>> BEGIN EXCERPTED TEXT

As a member of CKAN’s technical team I often wonder what versions are still in use and which extensions are popular. Since we don’t have any analytics built into CKAN the only way we can find out is by going out and “asking” each CKAN site. This information can be very handy, since we can use it to decide when fixes are no longer worth the effort to backport, or which “core” extensions should recieve focus.

All CKAN instances by default have a handy API endpoint commonly found at /api/action/status_show that provides some interesting information. From this endpoint we can identify the version of CKAN being run, the site title, a list of all enabled plugins, a contact email (usually not set in practice) and the default language. Really this is everything we were hoping for.

Finding CKAN

Fanstatic is an old asset-management library that is used by CKAN to managed CSS and JavaScript files. It lost the popularity wars to webassets so only a few sites other than CKAN will be using it. We’ll query the fantastic shodan search engine which hits the entire IPv4 address space for pages that are on port 80 that contain fanstatic/:vendor:, since it’s used as part of the resource path on a generated page.

#!/usr/bin/env python
# -*- coding: utf-8 -*-
import sys
import requests


def get_shodan_results(key, query, max_pages=None):
    page = 1
    total = 0

    while True:
        r = requests.get(
            'https://api.shodan.io/shodan/host/search',
            params={
                'key': sys.argv[1],
                'query': query,
                'page': page,
                'l': 100
            }
        )

        j = r.json()

        for item in j['matches']:
            total += 1
            yield item

        if total >= j['total'] or page == max_pages:
            return

        if not j['matches']:
            return

        page += 1


if __name__ == '__main__':
    results = get_shodan_results(
        key=sys.argv[1],
        query='http.html:fanstatic/:vendor: port:"80"'
    )

>> END EXCERPTED TEXT
>> BEGIN DATASET ENTRIES

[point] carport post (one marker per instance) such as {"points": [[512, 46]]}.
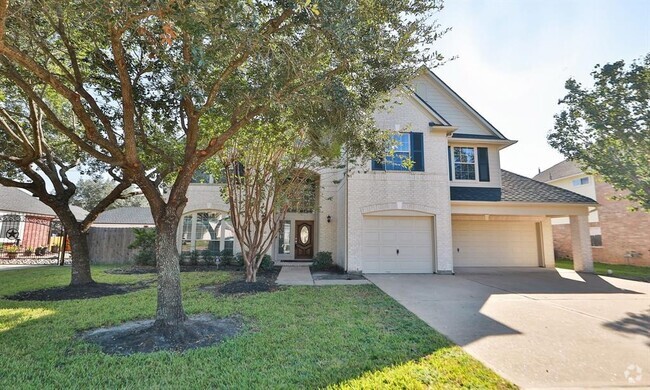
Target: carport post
{"points": [[581, 243]]}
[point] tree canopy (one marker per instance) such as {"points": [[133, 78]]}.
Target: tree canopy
{"points": [[159, 87], [606, 128], [89, 192]]}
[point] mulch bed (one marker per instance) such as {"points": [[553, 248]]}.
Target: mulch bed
{"points": [[144, 269], [265, 283], [95, 290], [326, 275], [144, 337]]}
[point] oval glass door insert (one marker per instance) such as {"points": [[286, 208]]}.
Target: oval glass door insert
{"points": [[304, 234]]}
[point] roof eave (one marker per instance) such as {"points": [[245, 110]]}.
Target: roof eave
{"points": [[503, 142], [463, 103], [515, 203]]}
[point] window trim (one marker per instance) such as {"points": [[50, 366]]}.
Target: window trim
{"points": [[383, 164], [453, 165], [579, 180]]}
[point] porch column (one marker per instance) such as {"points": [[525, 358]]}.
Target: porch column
{"points": [[222, 236], [581, 243]]}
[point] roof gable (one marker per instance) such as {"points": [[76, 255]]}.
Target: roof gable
{"points": [[448, 104], [516, 188], [560, 170]]}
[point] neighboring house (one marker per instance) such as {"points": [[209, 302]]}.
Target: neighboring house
{"points": [[456, 207], [33, 220], [618, 235]]}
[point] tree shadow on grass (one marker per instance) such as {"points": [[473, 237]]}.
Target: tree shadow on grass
{"points": [[64, 293], [12, 317]]}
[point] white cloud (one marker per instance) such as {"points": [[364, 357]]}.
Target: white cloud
{"points": [[514, 57]]}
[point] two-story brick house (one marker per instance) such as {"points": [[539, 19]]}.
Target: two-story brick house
{"points": [[455, 207]]}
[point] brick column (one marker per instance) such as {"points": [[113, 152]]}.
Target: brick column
{"points": [[581, 243]]}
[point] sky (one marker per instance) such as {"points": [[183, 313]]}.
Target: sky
{"points": [[514, 57]]}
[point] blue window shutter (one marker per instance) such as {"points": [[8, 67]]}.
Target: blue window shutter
{"points": [[417, 151], [483, 165], [449, 159]]}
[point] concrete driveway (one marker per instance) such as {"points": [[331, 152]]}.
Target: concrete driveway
{"points": [[539, 328]]}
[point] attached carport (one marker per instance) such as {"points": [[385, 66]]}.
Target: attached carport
{"points": [[510, 226]]}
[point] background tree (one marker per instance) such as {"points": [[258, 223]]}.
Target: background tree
{"points": [[606, 128], [89, 192], [159, 87], [267, 172], [37, 159]]}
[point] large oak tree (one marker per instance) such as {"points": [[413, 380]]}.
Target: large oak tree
{"points": [[159, 87]]}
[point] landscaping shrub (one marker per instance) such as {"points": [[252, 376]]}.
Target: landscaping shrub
{"points": [[227, 257], [145, 242], [267, 263], [322, 261], [238, 260]]}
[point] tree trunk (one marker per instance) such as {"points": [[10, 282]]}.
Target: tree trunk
{"points": [[169, 313], [80, 257], [251, 271], [78, 243]]}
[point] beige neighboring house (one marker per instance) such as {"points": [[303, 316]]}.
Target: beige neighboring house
{"points": [[617, 234], [455, 208]]}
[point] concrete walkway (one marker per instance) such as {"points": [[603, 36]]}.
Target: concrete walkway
{"points": [[538, 328], [295, 276]]}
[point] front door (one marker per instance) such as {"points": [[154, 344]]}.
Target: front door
{"points": [[304, 240]]}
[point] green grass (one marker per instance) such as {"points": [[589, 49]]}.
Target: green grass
{"points": [[299, 337], [618, 270]]}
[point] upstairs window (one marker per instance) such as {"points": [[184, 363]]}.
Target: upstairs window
{"points": [[406, 155], [464, 163], [580, 182], [469, 163]]}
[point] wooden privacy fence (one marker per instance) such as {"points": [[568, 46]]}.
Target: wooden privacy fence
{"points": [[111, 245]]}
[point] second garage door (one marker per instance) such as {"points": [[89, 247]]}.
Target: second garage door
{"points": [[495, 243], [398, 245]]}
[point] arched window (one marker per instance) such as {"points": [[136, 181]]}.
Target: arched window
{"points": [[8, 222], [208, 232]]}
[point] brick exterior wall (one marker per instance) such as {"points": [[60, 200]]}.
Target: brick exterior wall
{"points": [[622, 231], [37, 231]]}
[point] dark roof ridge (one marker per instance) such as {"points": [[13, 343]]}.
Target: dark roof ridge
{"points": [[585, 199]]}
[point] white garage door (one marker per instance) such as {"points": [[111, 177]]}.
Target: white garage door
{"points": [[397, 245], [494, 244]]}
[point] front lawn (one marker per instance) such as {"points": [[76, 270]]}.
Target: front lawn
{"points": [[298, 337], [618, 270]]}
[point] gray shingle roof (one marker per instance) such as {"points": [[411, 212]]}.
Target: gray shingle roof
{"points": [[563, 169], [13, 199], [16, 200], [480, 194], [126, 216], [516, 188]]}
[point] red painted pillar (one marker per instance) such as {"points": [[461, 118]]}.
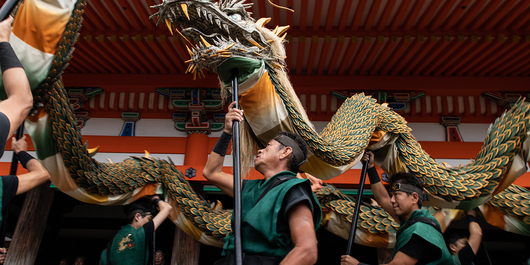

>> END DATASET ENTRIES

◆ **GIVEN PROBLEM 1**
From the CKAN survey post, repeat the passage starting with "All CKAN instances" and going on through "a generated page.".
◆ **GIVEN PROBLEM 2**
Summarize the CKAN survey post in two sentences.
◆ **GIVEN PROBLEM 3**
According to the CKAN survey post, what pieces of information can be identified from the status_show endpoint? List them all.

◆ **FINISHED ANSWER 1**
All CKAN instances by default have a handy API endpoint commonly found at /api/action/status_show that provides some interesting information. From this endpoint we can identify the version of CKAN being run, the site title, a list of all enabled plugins, a contact email (usually not set in practice) and the default language. Really this is everything we were hoping for.

Finding CKAN

Fanstatic is an old asset-management library that is used by CKAN to managed CSS and JavaScript files. It lost the popularity wars to webassets so only a few sites other than CKAN will be using it. We’ll query the fantastic shodan search engine which hits the entire IPv4 address space for pages that are on port 80 that contain fanstatic/:vendor:, since it’s used as part of the resource path on a generated page.

◆ **FINISHED ANSWER 2**
Because CKAN has no built-in analytics, a member of its technical team learns which versions and extensions are in use by querying each site's /api/action/status_show endpoint. That endpoint reports the CKAN version, site title, enabled plugins, contact email and default language, and sites are located by searching Shodan for port-80 pages containing "fanstatic/:vendor:", a path from the Fanstatic asset library that few sites besides CKAN use.

◆ **FINISHED ANSWER 3**
- The version of CKAN being run
- The site title
- A list of all enabled plugins
- A contact email
- The default language